▶ **YOUR OBJECTIVE**
Return exactly the lines that run from the one containing "Question. Indicate the green leaf" to the end of the entries, with both ends included.

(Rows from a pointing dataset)
- - - - - - -

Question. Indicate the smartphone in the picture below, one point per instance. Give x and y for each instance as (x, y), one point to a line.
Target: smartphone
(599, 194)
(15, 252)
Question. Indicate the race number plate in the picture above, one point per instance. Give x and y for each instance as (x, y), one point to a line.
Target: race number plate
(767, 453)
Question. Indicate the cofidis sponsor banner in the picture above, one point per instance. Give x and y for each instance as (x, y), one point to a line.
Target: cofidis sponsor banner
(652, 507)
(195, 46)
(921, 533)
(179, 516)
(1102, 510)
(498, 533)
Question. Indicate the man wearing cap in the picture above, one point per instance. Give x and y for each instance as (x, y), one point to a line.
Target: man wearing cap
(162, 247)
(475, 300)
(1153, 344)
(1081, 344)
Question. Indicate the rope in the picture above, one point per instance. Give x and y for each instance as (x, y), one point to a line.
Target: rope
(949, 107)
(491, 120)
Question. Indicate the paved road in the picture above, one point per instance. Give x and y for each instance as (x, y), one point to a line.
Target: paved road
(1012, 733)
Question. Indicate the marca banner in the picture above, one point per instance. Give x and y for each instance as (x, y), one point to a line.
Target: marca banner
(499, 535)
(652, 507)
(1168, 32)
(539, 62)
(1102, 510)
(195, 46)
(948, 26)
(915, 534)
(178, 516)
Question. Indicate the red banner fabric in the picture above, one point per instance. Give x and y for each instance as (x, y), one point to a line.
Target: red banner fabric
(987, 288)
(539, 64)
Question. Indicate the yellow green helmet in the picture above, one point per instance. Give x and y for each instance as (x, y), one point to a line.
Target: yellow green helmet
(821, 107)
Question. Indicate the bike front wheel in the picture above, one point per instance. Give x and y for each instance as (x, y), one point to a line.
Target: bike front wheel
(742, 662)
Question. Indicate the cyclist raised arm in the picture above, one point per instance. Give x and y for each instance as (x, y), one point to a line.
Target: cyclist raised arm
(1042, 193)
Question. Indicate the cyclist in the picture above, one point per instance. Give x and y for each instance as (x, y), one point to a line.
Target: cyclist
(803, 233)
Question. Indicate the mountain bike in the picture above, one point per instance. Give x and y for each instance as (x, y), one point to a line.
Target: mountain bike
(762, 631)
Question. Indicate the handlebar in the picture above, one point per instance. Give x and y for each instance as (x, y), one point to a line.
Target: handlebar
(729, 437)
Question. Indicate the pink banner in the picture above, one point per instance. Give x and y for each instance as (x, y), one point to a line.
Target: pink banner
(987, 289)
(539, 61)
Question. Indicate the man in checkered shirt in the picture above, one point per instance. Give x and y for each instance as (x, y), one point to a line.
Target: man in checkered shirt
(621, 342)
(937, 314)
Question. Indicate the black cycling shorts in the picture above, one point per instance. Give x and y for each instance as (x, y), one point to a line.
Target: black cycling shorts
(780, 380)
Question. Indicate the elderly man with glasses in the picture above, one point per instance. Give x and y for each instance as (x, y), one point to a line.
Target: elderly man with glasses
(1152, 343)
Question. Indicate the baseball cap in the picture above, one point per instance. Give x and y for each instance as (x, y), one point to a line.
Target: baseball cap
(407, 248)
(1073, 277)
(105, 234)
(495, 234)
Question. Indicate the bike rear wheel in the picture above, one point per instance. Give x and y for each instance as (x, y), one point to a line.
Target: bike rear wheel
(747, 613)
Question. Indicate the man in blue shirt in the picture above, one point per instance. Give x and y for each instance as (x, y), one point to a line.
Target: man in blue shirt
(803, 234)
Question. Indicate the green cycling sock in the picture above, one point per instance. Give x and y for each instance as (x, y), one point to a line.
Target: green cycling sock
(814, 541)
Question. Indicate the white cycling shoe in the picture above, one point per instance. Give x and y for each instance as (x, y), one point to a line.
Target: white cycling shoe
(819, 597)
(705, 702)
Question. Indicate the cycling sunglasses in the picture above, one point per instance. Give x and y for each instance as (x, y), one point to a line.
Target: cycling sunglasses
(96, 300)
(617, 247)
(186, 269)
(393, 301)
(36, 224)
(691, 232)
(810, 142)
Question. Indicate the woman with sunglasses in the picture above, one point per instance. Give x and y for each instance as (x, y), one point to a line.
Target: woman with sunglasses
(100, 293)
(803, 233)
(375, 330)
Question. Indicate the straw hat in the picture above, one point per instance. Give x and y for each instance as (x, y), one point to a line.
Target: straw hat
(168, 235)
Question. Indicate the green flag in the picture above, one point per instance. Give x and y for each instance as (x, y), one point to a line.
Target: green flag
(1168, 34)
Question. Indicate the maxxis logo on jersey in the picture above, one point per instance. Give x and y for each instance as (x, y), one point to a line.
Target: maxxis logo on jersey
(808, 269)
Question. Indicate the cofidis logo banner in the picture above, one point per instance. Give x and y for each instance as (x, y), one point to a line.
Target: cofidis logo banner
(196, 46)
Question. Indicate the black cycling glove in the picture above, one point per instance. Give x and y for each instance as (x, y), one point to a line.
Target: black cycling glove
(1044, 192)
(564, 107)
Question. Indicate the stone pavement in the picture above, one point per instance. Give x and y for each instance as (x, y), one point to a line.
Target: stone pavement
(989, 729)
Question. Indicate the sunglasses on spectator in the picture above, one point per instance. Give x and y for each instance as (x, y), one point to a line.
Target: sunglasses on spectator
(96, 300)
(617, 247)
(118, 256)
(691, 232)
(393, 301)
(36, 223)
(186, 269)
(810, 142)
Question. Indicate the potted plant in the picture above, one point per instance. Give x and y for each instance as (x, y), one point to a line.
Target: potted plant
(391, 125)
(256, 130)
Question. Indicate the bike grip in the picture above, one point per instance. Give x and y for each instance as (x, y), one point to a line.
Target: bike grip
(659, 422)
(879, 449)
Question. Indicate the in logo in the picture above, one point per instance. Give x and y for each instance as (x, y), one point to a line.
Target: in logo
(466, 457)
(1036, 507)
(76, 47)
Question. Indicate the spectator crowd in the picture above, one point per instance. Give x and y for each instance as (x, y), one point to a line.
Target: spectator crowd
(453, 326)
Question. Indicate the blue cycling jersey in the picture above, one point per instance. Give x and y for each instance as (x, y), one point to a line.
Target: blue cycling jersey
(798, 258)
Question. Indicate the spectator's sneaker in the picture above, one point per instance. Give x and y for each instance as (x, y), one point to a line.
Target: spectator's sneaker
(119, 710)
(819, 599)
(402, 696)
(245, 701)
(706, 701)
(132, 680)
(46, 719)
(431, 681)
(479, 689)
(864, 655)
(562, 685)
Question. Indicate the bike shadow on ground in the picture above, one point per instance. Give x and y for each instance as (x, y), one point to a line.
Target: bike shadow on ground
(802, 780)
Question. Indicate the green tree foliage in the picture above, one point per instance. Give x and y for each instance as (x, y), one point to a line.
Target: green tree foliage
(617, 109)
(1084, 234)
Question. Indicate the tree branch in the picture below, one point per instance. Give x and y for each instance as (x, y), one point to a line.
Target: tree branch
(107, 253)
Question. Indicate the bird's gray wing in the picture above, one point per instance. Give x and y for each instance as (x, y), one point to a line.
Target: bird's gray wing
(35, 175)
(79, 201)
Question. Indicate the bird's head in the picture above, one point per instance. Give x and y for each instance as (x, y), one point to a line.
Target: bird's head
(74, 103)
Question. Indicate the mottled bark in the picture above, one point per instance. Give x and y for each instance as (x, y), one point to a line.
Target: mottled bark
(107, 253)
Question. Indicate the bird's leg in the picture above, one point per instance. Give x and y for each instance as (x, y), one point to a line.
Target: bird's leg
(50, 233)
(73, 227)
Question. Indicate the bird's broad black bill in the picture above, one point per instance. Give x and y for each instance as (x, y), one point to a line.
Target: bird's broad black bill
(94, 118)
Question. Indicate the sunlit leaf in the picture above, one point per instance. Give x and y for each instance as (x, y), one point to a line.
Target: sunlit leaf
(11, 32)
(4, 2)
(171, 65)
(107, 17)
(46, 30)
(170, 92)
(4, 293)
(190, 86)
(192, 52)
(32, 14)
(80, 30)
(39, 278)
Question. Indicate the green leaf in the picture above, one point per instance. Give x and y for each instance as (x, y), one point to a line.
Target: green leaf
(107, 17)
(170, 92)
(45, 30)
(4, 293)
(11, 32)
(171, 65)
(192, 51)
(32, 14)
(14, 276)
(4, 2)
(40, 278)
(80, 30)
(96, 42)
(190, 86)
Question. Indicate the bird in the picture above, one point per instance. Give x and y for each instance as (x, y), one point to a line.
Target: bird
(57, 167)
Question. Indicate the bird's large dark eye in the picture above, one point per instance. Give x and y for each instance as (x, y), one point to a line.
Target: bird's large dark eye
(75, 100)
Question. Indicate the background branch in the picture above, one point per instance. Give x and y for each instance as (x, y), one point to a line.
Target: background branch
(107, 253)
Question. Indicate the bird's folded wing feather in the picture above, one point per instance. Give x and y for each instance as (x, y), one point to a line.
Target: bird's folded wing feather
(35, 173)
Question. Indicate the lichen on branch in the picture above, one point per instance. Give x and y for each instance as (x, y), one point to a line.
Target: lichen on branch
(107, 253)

- - - - - - -

▶ **FULL RESPONSE**
Question. Indicate the green leaf in the picture above, one point per instance. Give x and y for each instance as (x, y), one point to a line.
Target: green leaf
(107, 17)
(170, 92)
(45, 30)
(4, 293)
(11, 32)
(171, 65)
(192, 51)
(32, 14)
(14, 276)
(4, 2)
(40, 278)
(80, 30)
(96, 42)
(190, 86)
Question. Indicate the bird in the picture above, one point per instance. Give x and y for each instance as (x, y), one point to a line.
Target: bird
(57, 167)
Question. Indicate the bird's large dark eye in the picture above, one point per instance. Give x and y for each instance as (x, y), one point to a line.
Target: bird's large dark eye
(75, 100)
Question. Indicate the background branch in the picture above, one point per instance. Give x and y for each instance as (x, y), one point to a line.
Target: background branch
(107, 253)
Question. Indicate the bird's folded wing feather in the picture above, one point per instance. Give x and y for each instance as (x, y), one point to a line.
Target: bird's folded wing feather
(35, 173)
Question. Indicate the lichen on branch in the picture above, one point per instance. Give x and y for each instance as (x, y), one point to a line.
Target: lichen on branch
(107, 253)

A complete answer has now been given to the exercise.